> [Tâches à réaliser]:
(a) D'après le texte sur les déplacés du Nord-Kivu, pourquoi les déplacés s'aventurent-ils hors des zones sécurisées ? Répondez en une à trois phrases.
(b) Poursuivez le texte sur les déplacés du Nord-Kivu à partir du point où il s'arrête.

> [Texte source]:
■ ■ ■

Kavugho, un cas parmi une centaine des déplacés à Butembo
Avec le M23 en province du Nord-Kivu, il y a une crise humanitaire majeure. C’est sans oublier, des conflits armés persistants et impliquent les Forces démocratiques alliées (ADF) dans les territoires de Beni et Lubero depuis octobre 2014.
Ces violences continuelles ont entraîné des déplacements massifs de populations. Selon les données gouvernementales et humanitaires, la province du Nord-Kivu comptait déjà plus de 5 millions de déplacés avant la récente intensification des hostilités. Rien qu’en mars 2024, plus de 165 000 personnes ont été nouvellement déplacées vers Lubero, fuyant les violences dans les territoires de Rutshuru et Masisi après l’intensification des combats par le mouvement du M23 contre les FARDC. Ainsi, les besoins humanitaires ont accru dans la zone. Les femmes, les personnes du troisième âge, les personnes à mobilité réduite ainsi que les enfants sont les plus vulnérables pendant ce moment de crise.
Besoins prioritaires des déplacés en Diocèse de Butembo-Beni
Les personnes déplacées dans ces régions font face à des besoins humanitaires urgents :
- Sécurité alimentaire : L’accès à la nourriture est une préoccupation majeure. Les ménages déplacés et les familles d’accueil n’accèdent plus à leurs champs. Ainsi, bien que les aides alimentaires soient là, mais elles sont souvent insuffisantes, obligeant les déplacés à s’aventurer hors des zones sécurisées et à tout risque, les exposant ainsi à des risques accrus de violences.
- Santé : Les infrastructures sanitaires ont subi des actes de vandalisme et d’autres sont débordées. Caritas Butembo-Beni, avec plus de 70 établissements de soins de santé, reste engagée à offrir les soins de santé aux déplacés et aux communautés autochtones pendant ce moment de crise humanitaire dans le diocèse.

■ ■ ■

> [Données fournies]:

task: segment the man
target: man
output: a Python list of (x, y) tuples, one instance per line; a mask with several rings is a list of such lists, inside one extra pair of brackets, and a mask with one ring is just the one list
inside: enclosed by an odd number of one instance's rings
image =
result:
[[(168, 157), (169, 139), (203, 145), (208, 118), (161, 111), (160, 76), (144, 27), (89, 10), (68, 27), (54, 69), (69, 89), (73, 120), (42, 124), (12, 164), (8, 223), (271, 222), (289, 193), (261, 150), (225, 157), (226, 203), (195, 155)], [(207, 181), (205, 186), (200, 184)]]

■ ■ ■

> [Réponses par numéro]:
(a) Les ménages déplacés et les familles d'accueil n'ont plus accès à leurs champs, et les aides alimentaires, bien que présentes, sont souvent insuffisantes. Ils sont donc obligés de sortir des zones sécurisées pour se nourrir, ce qui les expose à des risques accrus de violences.

(b)
- AME, KHI, Abri et infrastructures scolaires : les déplacés, autant dans les Diocèse de Butembo-Beni que de Goma, manquent d’installations adéquates, ce qui augmente les risques, d’abri, de santé, d’éducation et de protection.
- Protection : Les déplacés sont exposés à diverses violations des droits humains, notamment des enlèvements, des extorsions, du travail forcé, le recrutement d’enfants dans des groupes armés, des violences basées sur le genre et des meurtres.
La situation au Nord-Kivu reste précaire, avec la crise du M23 et celle des ADF-NALU. Les affrontements entre les forces gouvernementales et les groupes armés, tels que le M23 et les ADF, se poursuivent, entraînant de nouveaux déplacements et exacerbant les besoins humanitaires. Les efforts de paix régionaux, dans le Grand Lac, n’ont pas encore abouti à une stabilisation durable.
Avec les derniers affrontements en ville de Goma, et la fermeture de l’aéroport de Goma depuis le 26 janvier 2025, il y a des conséquences significatives pour les déplacés :
Accès humanitaire limité : Les Nations Unies signalent que les activités humanitaires sont sévèrement restreintes en raison des combats, avec seulement les interventions liées à la santé et à l’eau, l’hygiène et l’assainissement se poursuivant. Entraves à l’évacuation : La fermeture de l’aéroport complique l’évacuation des blessés graves et des personnes nécessitant des soins médicaux spécialisés. Perturbation des chaînes d’approvisionnement : L’aéroport étant une plaque tournante pour l’acheminement de l’aide humanitaire, sa fermeture ralentit la distribution de vivres, de médicaments et d’autres fournitures essentielles aux déplacés.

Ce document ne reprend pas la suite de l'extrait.